◆ Your assignment: Look through the records and copy each line with the string "parking" in it.

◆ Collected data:
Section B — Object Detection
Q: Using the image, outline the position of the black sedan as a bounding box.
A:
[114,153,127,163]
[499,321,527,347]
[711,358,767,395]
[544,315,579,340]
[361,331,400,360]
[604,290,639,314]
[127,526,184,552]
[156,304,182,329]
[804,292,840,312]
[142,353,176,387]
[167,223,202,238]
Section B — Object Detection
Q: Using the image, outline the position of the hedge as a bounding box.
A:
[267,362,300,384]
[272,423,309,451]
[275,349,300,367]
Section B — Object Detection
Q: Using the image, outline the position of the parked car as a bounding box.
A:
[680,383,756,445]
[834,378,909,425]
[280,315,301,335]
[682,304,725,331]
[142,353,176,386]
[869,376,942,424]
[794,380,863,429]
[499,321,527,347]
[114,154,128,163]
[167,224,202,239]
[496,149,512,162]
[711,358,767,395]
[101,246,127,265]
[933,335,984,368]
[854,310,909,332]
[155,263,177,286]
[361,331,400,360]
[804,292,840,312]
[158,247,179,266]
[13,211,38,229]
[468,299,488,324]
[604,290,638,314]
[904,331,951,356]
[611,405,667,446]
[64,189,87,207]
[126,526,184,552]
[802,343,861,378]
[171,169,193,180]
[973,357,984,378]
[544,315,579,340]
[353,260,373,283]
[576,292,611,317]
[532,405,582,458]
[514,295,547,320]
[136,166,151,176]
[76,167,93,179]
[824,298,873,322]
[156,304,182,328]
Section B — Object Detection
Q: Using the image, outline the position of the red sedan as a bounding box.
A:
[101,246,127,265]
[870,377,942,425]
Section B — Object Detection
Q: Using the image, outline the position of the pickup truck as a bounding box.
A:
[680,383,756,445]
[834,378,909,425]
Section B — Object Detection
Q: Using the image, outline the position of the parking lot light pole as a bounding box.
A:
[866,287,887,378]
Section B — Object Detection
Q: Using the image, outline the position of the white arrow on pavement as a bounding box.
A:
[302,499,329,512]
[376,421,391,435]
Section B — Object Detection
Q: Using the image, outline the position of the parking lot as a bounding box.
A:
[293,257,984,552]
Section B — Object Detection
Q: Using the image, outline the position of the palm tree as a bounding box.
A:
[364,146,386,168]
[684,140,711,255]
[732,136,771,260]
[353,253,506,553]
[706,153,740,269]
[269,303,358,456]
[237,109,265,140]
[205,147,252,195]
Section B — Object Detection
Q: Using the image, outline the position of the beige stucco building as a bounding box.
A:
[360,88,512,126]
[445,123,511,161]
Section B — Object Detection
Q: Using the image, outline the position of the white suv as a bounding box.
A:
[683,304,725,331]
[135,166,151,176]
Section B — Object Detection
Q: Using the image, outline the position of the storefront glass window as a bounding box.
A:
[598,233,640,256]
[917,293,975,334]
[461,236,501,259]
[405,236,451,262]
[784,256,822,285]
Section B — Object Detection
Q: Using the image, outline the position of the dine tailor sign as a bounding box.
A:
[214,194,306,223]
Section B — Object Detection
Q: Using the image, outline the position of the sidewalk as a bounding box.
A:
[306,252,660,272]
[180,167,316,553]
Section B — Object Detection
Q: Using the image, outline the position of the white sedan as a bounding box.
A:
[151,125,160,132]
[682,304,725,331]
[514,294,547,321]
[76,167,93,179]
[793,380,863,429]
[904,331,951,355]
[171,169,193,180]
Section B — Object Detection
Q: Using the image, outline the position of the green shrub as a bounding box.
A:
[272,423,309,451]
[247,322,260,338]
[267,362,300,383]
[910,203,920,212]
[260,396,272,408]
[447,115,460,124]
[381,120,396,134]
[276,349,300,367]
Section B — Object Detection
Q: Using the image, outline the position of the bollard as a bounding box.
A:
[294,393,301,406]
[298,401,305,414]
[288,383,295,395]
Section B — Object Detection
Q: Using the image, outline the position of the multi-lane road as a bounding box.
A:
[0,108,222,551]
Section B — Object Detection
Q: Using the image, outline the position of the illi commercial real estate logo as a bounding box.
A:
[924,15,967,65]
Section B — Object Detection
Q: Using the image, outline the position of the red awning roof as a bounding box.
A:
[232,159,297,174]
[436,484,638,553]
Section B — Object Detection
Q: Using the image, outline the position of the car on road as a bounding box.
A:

◆ Solution:
Q: Using the image, outline the position of the parking lot light pole as a bounding box.
Q: Using the image, outline the position of the parking lot as a bounding box.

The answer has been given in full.